- Extracted text -
━━━━━━━━━━━━━━━━━━━━
Faced with rising costs and shrinking budgets, a small but growing number of rural school systems are turning to a four-day school week to save energy and preserve programs that might otherwise be cut.
In New Hampshire, the state’s first experiment with the alternative schedule began this week in Deerfield, where children attended school from Monday to Thursday. School officials hope that the one-year test of the new schedule will allow them to continue to pay for programs in art, music, and athletics without sacrificing academic quality.
The single-school Deerfield district joins a number of rural districts in Colorado and New Mexico already using a four-day school week.
The Deerfield plan has increased the length of the school day from six to seven and a half hours, allowing the town’s only school to remain closed on Fridays and saving an estimated $15,000 in transportation and energy costs.
If New Hampshire’s experience mirrors that of Colorado, Deerfield’s 266-student school district may discover some educational and social benefits as well.
In a study of the first year of Colorado’s four-day week pilot program, researchers in the Office of Rural Education at Colorado State University found that the 12 rural districts in the study “demonstrated the potential to save energy and transportation costs, and to reduce student and teacher absenteeism.”
In their report, the study’s authors, Robert W. Richburg and Robert W. Edelen, say that an overwhelming majority of the parents, teachers, and students studied favored the alternative schedule for professional, educational, and family reasons.
Benefits Tabulated
The report concluded that districts reduced gas consumption by an average of 22.5 percent; bus maintenance costs by an average of 18 percent; and electrical consumption by an average of 23 percent. After adjusting the figures for one of the warmest winters on record, the researchers say that the districts saved from 7 to 25 percent in heating fuel.
The school districts also reported that they used 24.5 fewer substitute teachers than they had on the average for each of the two preceding years.
Students’ achievement--considered by the Colorado Department of Education to be a crucial measure of the program’s success--also appeared comparable to their performance on a five-day schedule, although the researchers say the evidence is not yet conclusive.
For the four-day week to work, however, community support--from townspeople as well as parents, students, and school personnel--is especially important, according to state education officials in Colorado and in New Mexico, where six rural districts are operating on a four-day week for all or part of the school year.
And it was “tremendous” community support--from townspeople as well as parents, students, and school personnel--that helped to persuade the initially reluctant New Hampshire State Board of Education to approve the Deerfield plan.
Among the advantages of the four-day week cited by teachers in the Colorado study are increased daily instructional time, improved student attitudes, and a day available for professional activities.
Parents liked the change because it created time for medical and dental appointments and because their children spent more time at home. A majority of students--93.2 percent of whom said they preferred the four-day schedule--reported that they believed they were learning more in the 1980-81 school year than they did the year before and that they were absent less.
The rural character of the communities, where many families live and work on farms and must travel relatively long distances to schools and doctors, according to Mr. Edelen, may be responsible for the plan’s success. “Very small communities are what we studied,” he said, “where there is parental support for family life and education.”
━━━━━━━━━━━━━━━━━━━━
- The data -
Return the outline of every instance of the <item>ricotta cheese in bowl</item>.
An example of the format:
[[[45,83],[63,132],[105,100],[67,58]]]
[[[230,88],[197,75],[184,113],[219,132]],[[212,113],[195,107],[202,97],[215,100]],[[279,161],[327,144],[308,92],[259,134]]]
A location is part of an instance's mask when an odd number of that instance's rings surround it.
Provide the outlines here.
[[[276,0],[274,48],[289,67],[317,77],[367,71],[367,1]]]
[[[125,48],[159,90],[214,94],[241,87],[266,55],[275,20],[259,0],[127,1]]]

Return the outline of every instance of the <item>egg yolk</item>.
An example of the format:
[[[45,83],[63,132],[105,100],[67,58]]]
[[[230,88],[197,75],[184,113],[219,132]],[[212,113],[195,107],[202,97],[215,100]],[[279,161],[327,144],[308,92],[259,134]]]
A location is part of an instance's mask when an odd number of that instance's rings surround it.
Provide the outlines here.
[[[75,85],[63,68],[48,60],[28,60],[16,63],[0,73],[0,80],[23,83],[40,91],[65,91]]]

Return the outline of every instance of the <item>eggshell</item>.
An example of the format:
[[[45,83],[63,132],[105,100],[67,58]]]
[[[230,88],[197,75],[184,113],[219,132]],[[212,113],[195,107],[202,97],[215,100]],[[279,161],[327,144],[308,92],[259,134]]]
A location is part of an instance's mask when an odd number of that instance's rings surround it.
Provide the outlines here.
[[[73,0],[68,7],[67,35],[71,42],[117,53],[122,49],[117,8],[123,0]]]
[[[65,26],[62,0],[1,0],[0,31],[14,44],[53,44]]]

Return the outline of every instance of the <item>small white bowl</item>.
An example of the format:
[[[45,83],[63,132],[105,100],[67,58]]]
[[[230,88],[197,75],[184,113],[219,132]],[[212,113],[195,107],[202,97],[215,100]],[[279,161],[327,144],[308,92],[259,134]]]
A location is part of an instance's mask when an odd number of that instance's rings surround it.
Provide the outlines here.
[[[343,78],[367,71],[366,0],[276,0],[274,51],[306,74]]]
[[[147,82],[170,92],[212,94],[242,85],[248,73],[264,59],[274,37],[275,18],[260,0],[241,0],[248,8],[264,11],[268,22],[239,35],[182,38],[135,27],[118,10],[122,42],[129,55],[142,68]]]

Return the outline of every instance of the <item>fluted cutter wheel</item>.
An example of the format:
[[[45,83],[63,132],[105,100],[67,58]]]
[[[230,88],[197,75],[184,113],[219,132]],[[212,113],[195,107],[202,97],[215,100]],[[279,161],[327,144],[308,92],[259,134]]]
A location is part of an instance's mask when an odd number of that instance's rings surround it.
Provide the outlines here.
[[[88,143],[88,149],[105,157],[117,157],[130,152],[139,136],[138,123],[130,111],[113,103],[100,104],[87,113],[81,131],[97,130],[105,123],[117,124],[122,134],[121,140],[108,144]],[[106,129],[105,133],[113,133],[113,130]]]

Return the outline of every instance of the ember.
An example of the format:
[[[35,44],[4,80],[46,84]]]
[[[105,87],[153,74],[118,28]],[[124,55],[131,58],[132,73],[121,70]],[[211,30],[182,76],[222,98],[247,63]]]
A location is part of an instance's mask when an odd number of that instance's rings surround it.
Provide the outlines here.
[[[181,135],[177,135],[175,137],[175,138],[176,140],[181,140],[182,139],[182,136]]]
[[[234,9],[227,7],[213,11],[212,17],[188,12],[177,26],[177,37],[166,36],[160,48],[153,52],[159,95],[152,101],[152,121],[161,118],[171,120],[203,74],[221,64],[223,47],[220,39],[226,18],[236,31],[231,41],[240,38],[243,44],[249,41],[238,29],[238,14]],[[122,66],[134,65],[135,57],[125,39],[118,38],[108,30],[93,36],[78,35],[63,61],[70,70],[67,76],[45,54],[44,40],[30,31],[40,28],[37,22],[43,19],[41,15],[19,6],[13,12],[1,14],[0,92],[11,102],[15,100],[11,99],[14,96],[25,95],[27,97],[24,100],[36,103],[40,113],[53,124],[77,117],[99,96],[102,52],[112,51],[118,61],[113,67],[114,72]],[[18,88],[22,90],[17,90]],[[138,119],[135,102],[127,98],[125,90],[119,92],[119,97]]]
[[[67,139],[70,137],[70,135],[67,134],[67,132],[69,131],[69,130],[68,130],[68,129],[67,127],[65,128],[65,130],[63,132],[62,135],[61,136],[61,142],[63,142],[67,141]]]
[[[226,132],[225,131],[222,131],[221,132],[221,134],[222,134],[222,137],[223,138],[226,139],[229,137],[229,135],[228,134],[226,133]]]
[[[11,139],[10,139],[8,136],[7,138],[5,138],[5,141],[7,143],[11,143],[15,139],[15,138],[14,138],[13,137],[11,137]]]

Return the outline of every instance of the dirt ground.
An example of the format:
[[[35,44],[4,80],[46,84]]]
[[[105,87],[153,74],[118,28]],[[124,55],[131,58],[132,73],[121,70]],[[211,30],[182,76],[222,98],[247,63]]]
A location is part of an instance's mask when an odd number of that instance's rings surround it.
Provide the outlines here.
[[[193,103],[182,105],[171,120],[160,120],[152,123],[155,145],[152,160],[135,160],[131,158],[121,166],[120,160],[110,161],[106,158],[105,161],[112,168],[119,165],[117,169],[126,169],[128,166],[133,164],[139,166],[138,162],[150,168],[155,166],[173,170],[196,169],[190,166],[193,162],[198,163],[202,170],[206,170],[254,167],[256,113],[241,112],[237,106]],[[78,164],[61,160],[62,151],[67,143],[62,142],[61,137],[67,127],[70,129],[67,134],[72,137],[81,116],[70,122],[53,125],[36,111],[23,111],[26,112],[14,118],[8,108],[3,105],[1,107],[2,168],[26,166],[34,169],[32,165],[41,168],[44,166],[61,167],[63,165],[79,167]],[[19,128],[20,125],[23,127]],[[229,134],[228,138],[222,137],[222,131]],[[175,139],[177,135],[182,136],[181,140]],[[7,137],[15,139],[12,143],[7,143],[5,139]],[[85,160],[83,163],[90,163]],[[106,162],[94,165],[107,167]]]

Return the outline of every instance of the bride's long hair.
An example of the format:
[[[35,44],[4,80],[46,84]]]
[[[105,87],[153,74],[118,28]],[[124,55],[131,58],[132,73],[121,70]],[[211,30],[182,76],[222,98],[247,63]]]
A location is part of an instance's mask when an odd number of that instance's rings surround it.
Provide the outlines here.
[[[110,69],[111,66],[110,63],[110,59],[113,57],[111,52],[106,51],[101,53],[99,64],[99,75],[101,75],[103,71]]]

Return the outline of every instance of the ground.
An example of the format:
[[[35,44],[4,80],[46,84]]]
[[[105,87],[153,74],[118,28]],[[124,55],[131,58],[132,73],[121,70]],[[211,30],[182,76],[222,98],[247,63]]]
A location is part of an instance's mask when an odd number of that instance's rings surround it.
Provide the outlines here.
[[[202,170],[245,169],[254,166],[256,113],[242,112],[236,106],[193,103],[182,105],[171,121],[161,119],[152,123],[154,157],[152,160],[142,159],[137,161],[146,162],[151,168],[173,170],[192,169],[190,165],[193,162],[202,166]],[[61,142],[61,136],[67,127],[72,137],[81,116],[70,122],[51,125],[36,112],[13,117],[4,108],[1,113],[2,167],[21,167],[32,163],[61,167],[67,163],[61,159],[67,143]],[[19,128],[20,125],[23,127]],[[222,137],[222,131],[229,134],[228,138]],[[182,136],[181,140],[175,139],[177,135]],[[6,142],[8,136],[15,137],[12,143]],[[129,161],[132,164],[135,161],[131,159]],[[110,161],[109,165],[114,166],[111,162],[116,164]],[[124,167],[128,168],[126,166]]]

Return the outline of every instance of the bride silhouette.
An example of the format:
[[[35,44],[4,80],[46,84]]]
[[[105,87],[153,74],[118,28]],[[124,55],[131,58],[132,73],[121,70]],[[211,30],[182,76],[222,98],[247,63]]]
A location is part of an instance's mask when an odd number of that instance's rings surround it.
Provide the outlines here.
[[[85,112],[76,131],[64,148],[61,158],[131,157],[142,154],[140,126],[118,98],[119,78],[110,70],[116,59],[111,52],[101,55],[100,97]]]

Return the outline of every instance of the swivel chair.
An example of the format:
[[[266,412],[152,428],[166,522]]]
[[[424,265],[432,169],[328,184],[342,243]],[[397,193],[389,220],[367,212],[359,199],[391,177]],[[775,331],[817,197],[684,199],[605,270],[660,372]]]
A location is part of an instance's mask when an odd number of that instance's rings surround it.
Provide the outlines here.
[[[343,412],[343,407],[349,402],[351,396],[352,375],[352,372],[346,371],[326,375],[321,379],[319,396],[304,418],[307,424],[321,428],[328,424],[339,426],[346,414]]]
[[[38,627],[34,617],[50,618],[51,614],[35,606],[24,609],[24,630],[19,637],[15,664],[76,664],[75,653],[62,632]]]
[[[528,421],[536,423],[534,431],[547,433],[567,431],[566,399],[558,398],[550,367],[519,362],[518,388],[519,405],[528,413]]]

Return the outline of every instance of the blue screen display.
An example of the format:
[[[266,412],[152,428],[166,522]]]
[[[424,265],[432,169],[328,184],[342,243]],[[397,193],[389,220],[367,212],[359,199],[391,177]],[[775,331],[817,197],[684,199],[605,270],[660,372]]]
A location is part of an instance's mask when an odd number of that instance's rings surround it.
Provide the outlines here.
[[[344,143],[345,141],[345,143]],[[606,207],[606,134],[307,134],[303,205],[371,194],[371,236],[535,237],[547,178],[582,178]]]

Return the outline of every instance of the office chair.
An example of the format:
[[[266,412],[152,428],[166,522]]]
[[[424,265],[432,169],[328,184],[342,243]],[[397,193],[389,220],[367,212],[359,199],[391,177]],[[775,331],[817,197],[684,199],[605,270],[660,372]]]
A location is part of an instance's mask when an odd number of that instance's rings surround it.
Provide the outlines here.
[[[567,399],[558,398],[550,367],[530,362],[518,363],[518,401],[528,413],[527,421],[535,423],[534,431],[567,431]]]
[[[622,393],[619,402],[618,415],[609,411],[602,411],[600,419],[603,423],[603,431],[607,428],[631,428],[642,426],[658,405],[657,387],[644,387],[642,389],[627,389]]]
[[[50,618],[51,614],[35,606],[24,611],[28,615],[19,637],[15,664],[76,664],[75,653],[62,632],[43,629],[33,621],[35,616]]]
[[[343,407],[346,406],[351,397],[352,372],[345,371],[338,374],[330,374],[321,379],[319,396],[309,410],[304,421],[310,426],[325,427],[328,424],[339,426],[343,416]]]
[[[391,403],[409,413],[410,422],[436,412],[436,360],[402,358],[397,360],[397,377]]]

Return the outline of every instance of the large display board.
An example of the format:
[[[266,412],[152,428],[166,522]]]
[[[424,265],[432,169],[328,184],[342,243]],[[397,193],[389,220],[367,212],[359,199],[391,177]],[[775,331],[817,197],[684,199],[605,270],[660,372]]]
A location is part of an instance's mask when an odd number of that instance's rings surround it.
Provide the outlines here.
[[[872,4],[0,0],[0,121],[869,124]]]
━━━━━━━━━━━━━━━━━━━━
- Task requirements -
Translate into Spanish this sentence from the article on the four-day school week: "The single-school Deerfield district joins a number of rural districts in Colorado and New Mexico already using a four-day school week."

- Reply -
El distrito de Deerfield, de una sola escuela, se suma a varios distritos rurales de Colorado y Nuevo México que ya utilizan una semana escolar de cuatro días.